Items from a dataset
::::

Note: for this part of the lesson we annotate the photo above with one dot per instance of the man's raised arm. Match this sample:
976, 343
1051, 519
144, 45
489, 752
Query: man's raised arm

::::

* [What to work on]
Output every record in full, exactly as it was given.

* [Answer below]
Note: for this part of the lesson we annotate the photo above with one dot per instance of the man's raised arm. Match this sample:
976, 343
1051, 519
144, 45
489, 752
Query: man's raised arm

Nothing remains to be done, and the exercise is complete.